==== MATERIAL FOR THIS EXERCISE ====

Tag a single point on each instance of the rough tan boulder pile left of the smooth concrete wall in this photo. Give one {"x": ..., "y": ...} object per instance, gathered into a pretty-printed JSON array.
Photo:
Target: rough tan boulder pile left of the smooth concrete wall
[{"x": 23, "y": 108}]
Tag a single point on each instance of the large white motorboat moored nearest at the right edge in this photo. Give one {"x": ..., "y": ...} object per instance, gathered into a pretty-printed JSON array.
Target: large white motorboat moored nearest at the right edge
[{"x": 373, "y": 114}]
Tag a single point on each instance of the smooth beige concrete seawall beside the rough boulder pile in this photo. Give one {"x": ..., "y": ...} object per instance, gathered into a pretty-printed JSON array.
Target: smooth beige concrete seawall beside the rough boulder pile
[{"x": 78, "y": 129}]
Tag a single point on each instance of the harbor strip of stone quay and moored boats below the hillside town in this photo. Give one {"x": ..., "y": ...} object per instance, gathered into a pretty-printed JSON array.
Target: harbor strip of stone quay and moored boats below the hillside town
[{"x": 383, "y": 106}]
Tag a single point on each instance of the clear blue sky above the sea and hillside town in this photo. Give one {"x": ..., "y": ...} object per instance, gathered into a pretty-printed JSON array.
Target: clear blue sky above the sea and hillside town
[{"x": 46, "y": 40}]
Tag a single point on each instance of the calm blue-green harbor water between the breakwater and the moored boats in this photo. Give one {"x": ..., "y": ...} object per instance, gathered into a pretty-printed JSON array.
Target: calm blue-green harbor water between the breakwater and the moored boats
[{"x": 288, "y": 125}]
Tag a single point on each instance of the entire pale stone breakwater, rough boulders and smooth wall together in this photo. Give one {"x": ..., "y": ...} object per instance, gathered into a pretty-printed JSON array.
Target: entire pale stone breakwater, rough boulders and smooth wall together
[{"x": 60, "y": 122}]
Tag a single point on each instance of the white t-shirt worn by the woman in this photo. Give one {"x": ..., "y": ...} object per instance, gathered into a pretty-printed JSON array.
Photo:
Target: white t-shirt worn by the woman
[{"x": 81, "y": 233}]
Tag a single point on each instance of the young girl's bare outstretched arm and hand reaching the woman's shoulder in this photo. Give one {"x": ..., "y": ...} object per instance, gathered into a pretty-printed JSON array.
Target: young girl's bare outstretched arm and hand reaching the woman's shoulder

====

Your task is to reproduce all of the records exactly.

→ **WRITTEN RESPONSE**:
Tag a single point on each instance of the rough tan boulder pile left of the smooth concrete wall in this photo. Give one {"x": ..., "y": ...} object per instance, gathered into a pretty-printed JSON array.
Photo:
Target: rough tan boulder pile left of the smooth concrete wall
[{"x": 23, "y": 108}]
Tag a single point on each instance of the large white motorboat moored nearest at the right edge in this photo. Give one {"x": ..., "y": ...} object per instance, gathered into a pretty-printed JSON array.
Target: large white motorboat moored nearest at the right edge
[{"x": 373, "y": 114}]
Tag a single point on each instance of the smooth beige concrete seawall beside the rough boulder pile in this photo. Give one {"x": ..., "y": ...} object per instance, gathered into a pretty-printed JSON array.
Target: smooth beige concrete seawall beside the rough boulder pile
[{"x": 78, "y": 129}]
Tag a single point on each instance of the harbor strip of stone quay and moored boats below the hillside town in this photo. Give one {"x": ..., "y": ...} object per instance, gathered into a pretty-printed JSON array.
Target: harbor strip of stone quay and moored boats below the hillside town
[{"x": 383, "y": 106}]
Tag a single point on each instance of the clear blue sky above the sea and hillside town in this photo. Give one {"x": ..., "y": ...} object per instance, gathered into a pretty-printed JSON array.
Target: clear blue sky above the sea and hillside town
[{"x": 46, "y": 40}]
Tag a single point on each instance of the calm blue-green harbor water between the breakwater and the moored boats in this photo. Give one {"x": ..., "y": ...} object per instance, gathered into a pretty-printed JSON array.
Target: calm blue-green harbor water between the breakwater and the moored boats
[{"x": 288, "y": 125}]
Tag a single point on each instance of the entire pale stone breakwater, rough boulders and smooth wall together in this photo. Give one {"x": ..., "y": ...} object per instance, gathered into a pretty-printed JSON array.
Target: entire pale stone breakwater, rough boulders and smooth wall together
[{"x": 60, "y": 122}]
Tag a single point on each instance of the white t-shirt worn by the woman in this photo. Give one {"x": ..., "y": ...} object per instance, gathered into a pretty-printed JSON array.
Photo:
Target: white t-shirt worn by the woman
[{"x": 81, "y": 233}]
Tag a single point on each instance of the young girl's bare outstretched arm and hand reaching the woman's shoulder in this photo. Give one {"x": ..., "y": ...} object per instance, gathered into a pretty-printed JSON array.
Target: young girl's bare outstretched arm and hand reaching the woman's shoulder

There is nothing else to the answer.